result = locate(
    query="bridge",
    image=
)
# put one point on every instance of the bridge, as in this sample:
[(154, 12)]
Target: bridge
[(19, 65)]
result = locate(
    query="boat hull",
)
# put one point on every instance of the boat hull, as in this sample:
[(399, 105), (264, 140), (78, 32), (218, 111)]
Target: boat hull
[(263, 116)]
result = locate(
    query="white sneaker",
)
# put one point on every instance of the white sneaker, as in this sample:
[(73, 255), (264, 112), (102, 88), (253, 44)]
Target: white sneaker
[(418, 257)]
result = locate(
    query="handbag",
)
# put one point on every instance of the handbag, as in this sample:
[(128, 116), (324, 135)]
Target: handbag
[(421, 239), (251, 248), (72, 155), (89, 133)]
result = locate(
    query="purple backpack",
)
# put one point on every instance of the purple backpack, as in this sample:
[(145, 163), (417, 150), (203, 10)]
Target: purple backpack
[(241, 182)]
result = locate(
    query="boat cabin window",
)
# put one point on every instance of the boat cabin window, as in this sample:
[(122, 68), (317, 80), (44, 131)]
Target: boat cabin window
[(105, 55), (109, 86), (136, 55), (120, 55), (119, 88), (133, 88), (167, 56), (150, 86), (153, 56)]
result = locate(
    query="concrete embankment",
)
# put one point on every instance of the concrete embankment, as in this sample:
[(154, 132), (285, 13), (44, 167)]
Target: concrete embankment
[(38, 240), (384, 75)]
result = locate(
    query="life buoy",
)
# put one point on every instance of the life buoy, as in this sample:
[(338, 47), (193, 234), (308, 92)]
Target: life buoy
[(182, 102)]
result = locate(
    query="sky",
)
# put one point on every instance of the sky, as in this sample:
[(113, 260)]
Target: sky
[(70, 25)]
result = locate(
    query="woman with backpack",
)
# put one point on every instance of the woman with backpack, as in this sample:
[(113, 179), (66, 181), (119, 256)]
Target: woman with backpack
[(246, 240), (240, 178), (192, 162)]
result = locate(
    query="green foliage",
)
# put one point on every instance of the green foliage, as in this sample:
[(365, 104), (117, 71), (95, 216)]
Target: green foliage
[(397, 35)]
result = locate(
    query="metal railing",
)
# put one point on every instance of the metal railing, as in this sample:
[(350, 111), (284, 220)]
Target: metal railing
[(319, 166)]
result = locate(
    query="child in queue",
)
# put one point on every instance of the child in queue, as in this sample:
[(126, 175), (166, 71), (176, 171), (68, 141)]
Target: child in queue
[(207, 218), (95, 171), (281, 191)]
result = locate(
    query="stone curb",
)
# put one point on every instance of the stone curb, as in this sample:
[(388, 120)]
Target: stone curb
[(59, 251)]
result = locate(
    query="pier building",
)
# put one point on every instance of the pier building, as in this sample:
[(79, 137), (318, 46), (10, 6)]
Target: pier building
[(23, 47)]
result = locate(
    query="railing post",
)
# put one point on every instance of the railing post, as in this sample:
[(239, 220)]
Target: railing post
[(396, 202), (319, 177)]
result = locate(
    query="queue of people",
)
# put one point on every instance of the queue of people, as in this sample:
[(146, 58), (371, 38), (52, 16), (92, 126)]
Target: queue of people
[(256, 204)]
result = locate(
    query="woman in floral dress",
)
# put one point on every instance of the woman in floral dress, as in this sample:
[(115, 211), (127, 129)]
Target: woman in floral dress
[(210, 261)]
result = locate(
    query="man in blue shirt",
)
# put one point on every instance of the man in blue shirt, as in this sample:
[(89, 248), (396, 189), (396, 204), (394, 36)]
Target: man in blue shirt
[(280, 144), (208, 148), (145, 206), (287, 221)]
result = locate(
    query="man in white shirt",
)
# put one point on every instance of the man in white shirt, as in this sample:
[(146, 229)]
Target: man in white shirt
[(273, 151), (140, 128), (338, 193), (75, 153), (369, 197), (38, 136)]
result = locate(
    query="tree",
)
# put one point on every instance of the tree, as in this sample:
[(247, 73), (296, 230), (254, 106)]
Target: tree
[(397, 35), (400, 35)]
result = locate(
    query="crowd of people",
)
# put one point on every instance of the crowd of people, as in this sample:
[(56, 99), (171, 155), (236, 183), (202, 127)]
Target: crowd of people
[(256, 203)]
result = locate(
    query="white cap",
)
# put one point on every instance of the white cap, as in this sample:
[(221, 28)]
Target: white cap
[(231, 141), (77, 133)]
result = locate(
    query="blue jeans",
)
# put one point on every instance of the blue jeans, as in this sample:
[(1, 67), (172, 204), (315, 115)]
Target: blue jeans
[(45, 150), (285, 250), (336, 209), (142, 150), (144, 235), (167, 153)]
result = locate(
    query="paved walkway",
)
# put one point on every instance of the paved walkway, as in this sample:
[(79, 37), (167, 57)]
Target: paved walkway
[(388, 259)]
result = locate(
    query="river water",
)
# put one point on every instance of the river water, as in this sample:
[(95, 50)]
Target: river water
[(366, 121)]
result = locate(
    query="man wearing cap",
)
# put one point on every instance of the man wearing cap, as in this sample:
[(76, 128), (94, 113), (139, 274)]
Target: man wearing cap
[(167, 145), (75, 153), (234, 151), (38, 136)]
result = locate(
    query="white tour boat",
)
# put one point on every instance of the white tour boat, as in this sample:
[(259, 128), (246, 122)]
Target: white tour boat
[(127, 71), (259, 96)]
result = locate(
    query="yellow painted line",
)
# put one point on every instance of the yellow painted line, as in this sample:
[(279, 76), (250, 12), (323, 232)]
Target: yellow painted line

-------------------------

Description of the task:
Reproduce only this range: the first line of the data above through the line with "# put one point on every instance of the life", both included, exactly as written.

Answer space:
result = locate(
    query="bridge",
    image=
)
# put one point on every instance of the bridge, as in this sample:
[(154, 12)]
Target: bridge
[(19, 65)]
result = locate(
    query="boat hull",
)
# put one point on every instance of the boat hull, as in this sample:
[(399, 105), (264, 140), (78, 32), (218, 111)]
Target: boat hull
[(263, 116)]
result = locate(
    query="white sneaker",
)
# put one point on every instance of the white sneaker, as in this sample:
[(73, 255), (264, 112), (102, 88), (253, 44)]
Target: white sneaker
[(418, 257)]
result = locate(
    query="handbag",
)
# put one point on every instance of the handbag, as in this sample:
[(128, 116), (324, 135)]
Target: handbag
[(421, 239), (251, 248), (72, 155), (89, 133)]
result = locate(
    query="purple backpack",
)
# put one point on every instance of the purple backpack, as in this sample:
[(145, 163), (417, 150), (203, 10)]
Target: purple backpack
[(241, 182)]
result = locate(
    query="boat cabin window",
)
# put one point on every instance of the boat cabin window, as in this sample:
[(122, 68), (317, 80), (44, 131)]
Target: boat cabin window
[(105, 55), (109, 86), (136, 55), (120, 55), (119, 88), (133, 88), (167, 56), (150, 86), (153, 56)]
result = locate(
    query="concrete embankment",
)
# put one point on every instance of the concrete embankment, as in this sample:
[(154, 132), (285, 13), (44, 167)]
Target: concrete embankment
[(38, 240), (384, 75)]
result = locate(
    query="life buoy",
)
# put one point on every instance of the life buoy, as in this sample:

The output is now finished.